Written exercise:
Copy the lines from the one containing "I need to find the blue" through the end of the records below, without any changes.

┌─ Material provided

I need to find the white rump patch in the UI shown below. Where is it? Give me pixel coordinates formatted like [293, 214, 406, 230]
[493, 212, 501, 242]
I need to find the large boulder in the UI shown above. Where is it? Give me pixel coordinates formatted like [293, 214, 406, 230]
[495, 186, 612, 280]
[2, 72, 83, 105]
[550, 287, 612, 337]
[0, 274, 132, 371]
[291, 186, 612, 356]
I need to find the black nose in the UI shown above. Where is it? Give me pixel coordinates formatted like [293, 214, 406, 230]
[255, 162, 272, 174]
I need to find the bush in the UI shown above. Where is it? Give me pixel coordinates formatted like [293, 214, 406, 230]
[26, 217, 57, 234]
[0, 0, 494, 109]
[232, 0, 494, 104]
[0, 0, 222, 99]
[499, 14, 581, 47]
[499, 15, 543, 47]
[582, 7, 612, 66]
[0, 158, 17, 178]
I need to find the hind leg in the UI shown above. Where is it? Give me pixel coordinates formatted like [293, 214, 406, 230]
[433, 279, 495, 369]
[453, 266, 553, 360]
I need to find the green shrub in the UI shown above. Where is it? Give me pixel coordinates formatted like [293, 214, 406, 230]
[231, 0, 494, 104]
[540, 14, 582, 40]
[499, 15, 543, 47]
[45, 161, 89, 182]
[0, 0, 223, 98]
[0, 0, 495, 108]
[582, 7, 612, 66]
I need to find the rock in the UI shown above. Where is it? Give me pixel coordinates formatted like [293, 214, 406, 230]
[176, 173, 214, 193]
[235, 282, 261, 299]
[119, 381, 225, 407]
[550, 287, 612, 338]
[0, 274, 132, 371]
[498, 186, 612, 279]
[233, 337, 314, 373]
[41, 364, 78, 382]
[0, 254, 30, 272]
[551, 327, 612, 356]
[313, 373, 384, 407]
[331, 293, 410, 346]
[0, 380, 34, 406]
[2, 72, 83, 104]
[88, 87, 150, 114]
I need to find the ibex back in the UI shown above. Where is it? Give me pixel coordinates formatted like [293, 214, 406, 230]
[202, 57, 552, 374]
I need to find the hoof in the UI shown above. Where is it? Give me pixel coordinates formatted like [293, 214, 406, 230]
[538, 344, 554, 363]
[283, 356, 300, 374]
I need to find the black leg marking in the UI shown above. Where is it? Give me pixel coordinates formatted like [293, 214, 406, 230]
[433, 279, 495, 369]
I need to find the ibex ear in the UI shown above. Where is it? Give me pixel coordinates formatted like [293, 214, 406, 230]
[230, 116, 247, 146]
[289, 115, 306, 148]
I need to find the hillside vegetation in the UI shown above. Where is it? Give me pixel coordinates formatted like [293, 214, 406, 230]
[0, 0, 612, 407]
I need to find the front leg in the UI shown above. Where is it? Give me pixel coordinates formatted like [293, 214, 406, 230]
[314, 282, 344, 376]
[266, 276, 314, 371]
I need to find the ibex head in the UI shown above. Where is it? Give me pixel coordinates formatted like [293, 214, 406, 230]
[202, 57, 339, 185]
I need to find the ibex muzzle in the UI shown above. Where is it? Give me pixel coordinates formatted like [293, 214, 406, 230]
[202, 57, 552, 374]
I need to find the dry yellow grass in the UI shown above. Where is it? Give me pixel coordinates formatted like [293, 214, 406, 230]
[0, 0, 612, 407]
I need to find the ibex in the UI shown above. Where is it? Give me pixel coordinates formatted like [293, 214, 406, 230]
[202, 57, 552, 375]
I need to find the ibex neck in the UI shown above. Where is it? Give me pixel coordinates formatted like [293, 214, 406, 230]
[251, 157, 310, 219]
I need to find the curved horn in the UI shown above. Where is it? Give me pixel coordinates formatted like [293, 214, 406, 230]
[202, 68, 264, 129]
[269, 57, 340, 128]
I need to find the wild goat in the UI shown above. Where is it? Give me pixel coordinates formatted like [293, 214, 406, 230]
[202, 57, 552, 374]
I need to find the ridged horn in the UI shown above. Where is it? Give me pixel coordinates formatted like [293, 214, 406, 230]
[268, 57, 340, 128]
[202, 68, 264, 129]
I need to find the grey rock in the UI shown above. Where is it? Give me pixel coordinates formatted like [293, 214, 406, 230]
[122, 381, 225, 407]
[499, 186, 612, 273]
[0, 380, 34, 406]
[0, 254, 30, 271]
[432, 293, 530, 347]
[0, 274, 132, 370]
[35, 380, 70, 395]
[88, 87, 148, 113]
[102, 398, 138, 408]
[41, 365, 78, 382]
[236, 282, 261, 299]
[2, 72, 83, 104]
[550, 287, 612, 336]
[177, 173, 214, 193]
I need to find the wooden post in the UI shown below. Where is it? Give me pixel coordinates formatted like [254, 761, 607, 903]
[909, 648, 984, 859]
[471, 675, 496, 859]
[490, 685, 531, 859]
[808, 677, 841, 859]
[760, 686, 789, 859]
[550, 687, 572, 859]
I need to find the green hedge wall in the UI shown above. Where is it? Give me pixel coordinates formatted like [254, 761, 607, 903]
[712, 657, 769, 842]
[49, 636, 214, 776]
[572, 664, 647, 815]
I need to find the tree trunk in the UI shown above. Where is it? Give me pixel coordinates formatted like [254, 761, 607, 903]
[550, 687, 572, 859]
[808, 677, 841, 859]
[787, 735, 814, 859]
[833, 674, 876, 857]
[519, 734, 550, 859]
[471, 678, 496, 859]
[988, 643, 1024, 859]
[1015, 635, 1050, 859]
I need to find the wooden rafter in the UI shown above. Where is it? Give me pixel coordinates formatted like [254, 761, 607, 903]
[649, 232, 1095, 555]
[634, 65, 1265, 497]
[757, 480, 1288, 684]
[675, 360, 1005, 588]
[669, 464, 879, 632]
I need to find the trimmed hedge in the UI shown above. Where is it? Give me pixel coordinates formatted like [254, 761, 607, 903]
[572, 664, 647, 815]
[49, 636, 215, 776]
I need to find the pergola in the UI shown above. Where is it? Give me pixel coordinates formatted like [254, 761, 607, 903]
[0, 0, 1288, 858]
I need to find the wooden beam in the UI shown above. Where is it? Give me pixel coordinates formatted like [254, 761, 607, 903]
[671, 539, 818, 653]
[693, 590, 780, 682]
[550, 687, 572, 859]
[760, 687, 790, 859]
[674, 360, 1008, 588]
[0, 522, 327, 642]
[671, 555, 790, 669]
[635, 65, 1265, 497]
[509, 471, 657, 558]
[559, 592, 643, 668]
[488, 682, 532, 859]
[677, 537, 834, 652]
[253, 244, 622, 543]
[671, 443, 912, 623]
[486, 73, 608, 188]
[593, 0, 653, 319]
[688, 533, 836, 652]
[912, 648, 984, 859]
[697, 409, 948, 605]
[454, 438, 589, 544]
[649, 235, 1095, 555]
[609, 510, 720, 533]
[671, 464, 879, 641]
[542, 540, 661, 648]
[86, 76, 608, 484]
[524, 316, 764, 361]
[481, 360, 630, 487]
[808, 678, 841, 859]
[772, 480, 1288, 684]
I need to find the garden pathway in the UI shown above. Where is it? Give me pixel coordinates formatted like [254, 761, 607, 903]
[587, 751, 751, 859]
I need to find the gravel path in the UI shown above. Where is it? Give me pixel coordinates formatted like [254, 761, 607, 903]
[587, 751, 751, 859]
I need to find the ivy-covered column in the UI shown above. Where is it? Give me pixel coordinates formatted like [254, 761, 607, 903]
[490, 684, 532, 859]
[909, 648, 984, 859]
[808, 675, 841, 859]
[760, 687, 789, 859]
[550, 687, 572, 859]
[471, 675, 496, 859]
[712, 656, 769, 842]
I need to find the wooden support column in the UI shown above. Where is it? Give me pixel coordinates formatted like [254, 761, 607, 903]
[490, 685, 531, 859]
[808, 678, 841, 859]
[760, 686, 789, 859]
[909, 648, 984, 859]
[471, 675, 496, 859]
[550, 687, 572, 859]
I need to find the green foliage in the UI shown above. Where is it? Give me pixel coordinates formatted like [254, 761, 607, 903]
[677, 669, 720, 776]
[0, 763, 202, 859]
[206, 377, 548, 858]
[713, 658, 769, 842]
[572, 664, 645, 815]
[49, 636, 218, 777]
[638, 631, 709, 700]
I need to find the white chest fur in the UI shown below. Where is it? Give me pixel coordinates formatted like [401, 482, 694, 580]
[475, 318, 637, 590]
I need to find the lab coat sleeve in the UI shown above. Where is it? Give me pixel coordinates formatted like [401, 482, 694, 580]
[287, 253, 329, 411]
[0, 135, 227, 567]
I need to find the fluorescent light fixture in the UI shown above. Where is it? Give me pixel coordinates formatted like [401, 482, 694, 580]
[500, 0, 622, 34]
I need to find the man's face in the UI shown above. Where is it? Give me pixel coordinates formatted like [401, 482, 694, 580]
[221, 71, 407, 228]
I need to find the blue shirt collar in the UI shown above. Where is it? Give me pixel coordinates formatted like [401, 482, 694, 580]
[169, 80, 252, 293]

└─

Finished answer:
I need to find the blue shirt collar in the UI shown above. Where is it? Give me pixel coordinates formatted like [401, 482, 694, 580]
[169, 80, 252, 293]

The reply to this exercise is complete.